_WORK INSTRUCTION_
Every entry below is to be copied exactly as written.
-- PROVIDED INFORMATION follows --
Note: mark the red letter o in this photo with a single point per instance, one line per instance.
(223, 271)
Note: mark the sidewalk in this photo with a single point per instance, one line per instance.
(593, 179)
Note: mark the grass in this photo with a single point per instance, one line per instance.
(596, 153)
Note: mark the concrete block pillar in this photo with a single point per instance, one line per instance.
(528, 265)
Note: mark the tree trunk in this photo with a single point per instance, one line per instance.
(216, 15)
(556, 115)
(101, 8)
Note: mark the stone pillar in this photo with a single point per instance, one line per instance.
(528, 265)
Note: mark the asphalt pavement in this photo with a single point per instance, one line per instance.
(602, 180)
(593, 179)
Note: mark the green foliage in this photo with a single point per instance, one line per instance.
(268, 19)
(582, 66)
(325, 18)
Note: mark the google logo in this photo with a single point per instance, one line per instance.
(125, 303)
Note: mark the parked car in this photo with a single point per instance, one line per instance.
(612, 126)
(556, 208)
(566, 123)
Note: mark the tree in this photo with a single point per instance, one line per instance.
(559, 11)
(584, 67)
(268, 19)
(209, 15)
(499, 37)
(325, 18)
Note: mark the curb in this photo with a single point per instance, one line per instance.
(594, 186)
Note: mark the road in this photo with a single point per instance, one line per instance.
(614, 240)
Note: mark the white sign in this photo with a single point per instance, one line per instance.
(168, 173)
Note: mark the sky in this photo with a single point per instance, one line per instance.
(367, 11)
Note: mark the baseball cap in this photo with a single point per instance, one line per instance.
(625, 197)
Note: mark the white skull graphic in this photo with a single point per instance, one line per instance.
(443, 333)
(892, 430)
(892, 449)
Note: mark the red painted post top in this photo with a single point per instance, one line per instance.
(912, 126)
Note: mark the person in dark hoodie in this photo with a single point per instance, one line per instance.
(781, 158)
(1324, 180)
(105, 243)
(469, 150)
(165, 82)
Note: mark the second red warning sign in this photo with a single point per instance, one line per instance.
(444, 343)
-- PROVIDED INFORMATION concluded --
_SOLUTION TO THIS PROBLEM_
Note: mark the red letter o in this photo with a single point per instance, one line per instance.
(223, 271)
Note: mark the sidewalk in this photo with a single point per instance, one line per instance.
(593, 179)
Note: mark the grass in this photo with a single point per instance, one line per instance.
(596, 153)
Note: mark the concrete block pillar in this photo with a single point per instance, one line per instance.
(528, 265)
Note: mark the tree trunk in this photo with a single point per instance, one line per instance.
(216, 15)
(556, 115)
(101, 8)
Note: mark the stone pillar in this photo with a single point per instance, one line per instance.
(528, 265)
Note: mark the asphalt pavement in this photo with a single point per instance, one line per instance.
(602, 180)
(593, 179)
Note: mark the green foliage in this photo with a single point per instance, one line per instance.
(268, 19)
(582, 66)
(325, 18)
Note: mark the google logo in this photo with a single point per instance, one line per instance.
(125, 303)
Note: mark the parked car in this photo with a single point per instance, one line per instance.
(612, 126)
(556, 208)
(566, 123)
Note: mark the tree in this photo with a single point per instance, one line per instance.
(559, 11)
(584, 67)
(268, 19)
(209, 15)
(499, 37)
(325, 18)
Note: mark the curb in this photo with a single point per instance, one line per instance.
(594, 186)
Note: mark the road in this photo with a single point per instance, one line per instance.
(614, 240)
Note: mark the white sign in this photo with a single point per instance, one line per instance.
(168, 173)
Note: mark the sky in this photo with a single point per instance, one line per instance.
(367, 11)
Note: mark the baseball cap in this photo with a single point per instance, one line per instance.
(625, 197)
Note: mark the white skull graphic in this photo with a single point per instance, one line per instance.
(443, 333)
(892, 430)
(892, 449)
Note: mark the red painted post top in this photo with a single point per instance, one line per instance.
(912, 126)
Note: mark the person in dark hoodie in this photo with a single point per instance, one line per instance.
(781, 158)
(1324, 180)
(105, 243)
(469, 150)
(165, 82)
Note: mark the second red warning sign in this photo with a single point per instance, one line per instance.
(444, 343)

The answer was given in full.